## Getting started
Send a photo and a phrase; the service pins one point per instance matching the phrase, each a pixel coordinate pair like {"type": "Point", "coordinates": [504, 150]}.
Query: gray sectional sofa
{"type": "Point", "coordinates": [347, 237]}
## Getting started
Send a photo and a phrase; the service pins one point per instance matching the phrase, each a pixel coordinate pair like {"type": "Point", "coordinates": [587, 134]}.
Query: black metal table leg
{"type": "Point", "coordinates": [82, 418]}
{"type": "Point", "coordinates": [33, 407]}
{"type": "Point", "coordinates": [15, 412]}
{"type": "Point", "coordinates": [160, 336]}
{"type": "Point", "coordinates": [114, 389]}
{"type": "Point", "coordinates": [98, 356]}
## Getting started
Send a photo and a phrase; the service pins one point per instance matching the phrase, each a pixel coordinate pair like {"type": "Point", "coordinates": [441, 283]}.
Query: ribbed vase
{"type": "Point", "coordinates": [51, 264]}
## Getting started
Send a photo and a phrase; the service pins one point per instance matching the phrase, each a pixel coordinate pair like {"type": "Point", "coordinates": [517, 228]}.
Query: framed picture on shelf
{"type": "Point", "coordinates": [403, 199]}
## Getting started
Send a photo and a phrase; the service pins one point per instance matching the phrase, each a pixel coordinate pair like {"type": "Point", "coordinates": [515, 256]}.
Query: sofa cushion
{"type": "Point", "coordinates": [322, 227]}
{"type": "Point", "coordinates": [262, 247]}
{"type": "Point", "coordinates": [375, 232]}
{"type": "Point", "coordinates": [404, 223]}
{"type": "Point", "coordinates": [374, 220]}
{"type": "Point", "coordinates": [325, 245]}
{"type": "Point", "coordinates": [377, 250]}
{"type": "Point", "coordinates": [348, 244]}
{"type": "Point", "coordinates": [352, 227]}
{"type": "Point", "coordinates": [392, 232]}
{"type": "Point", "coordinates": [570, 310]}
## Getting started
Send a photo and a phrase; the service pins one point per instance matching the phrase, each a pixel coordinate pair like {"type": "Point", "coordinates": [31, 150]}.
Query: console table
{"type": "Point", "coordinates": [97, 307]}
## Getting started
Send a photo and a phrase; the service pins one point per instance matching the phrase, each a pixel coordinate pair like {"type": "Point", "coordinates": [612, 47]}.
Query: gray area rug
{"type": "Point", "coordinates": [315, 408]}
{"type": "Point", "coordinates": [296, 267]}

==*==

WORK REQUIRED - Copy out every record again, letter for letter.

SOLUTION -
## Getting started
Send a photo and a phrase; the service pins one point per instance matching the phrase, each a pixel coordinate pair like {"type": "Point", "coordinates": [504, 150]}.
Query: gray sectional sofa
{"type": "Point", "coordinates": [347, 237]}
## Getting started
Send a photo and a phrase; the service pins one point per instance matching the phrase, each a pixel coordinate pair like {"type": "Point", "coordinates": [587, 134]}.
Query: black metal table leg
{"type": "Point", "coordinates": [82, 418]}
{"type": "Point", "coordinates": [33, 407]}
{"type": "Point", "coordinates": [15, 412]}
{"type": "Point", "coordinates": [160, 336]}
{"type": "Point", "coordinates": [114, 389]}
{"type": "Point", "coordinates": [98, 356]}
## Getting started
Send a photo and a phrase; the service pins one point per instance matching the phrase, each a pixel coordinate pair like {"type": "Point", "coordinates": [441, 283]}.
Query: ribbed vase
{"type": "Point", "coordinates": [51, 264]}
## Getting started
Send a photo and a phrase; the service pins one point per instance matching the phrase, each a pixel coordinate pair like {"type": "Point", "coordinates": [517, 228]}.
Query: framed picture on shelf
{"type": "Point", "coordinates": [403, 199]}
## Getting started
Send a photo and a phrase; the service pins one point per instance matching the phrase, each a pixel coordinate pair like {"type": "Point", "coordinates": [515, 256]}.
Query: sofa cushion
{"type": "Point", "coordinates": [322, 227]}
{"type": "Point", "coordinates": [262, 247]}
{"type": "Point", "coordinates": [375, 232]}
{"type": "Point", "coordinates": [404, 223]}
{"type": "Point", "coordinates": [374, 220]}
{"type": "Point", "coordinates": [325, 245]}
{"type": "Point", "coordinates": [377, 250]}
{"type": "Point", "coordinates": [348, 244]}
{"type": "Point", "coordinates": [352, 227]}
{"type": "Point", "coordinates": [392, 232]}
{"type": "Point", "coordinates": [570, 310]}
## Getting started
Send a photo and a phrase; the service pins one point per instance matching the phrase, each a pixel coordinate pair like {"type": "Point", "coordinates": [31, 150]}.
Query: console table
{"type": "Point", "coordinates": [97, 307]}
## Getting started
Send a photo and a phrase; the service pins one point per instance matching the phrase, each a pixel coordinate pair like {"type": "Point", "coordinates": [612, 47]}.
Query: gray area rug
{"type": "Point", "coordinates": [315, 408]}
{"type": "Point", "coordinates": [296, 267]}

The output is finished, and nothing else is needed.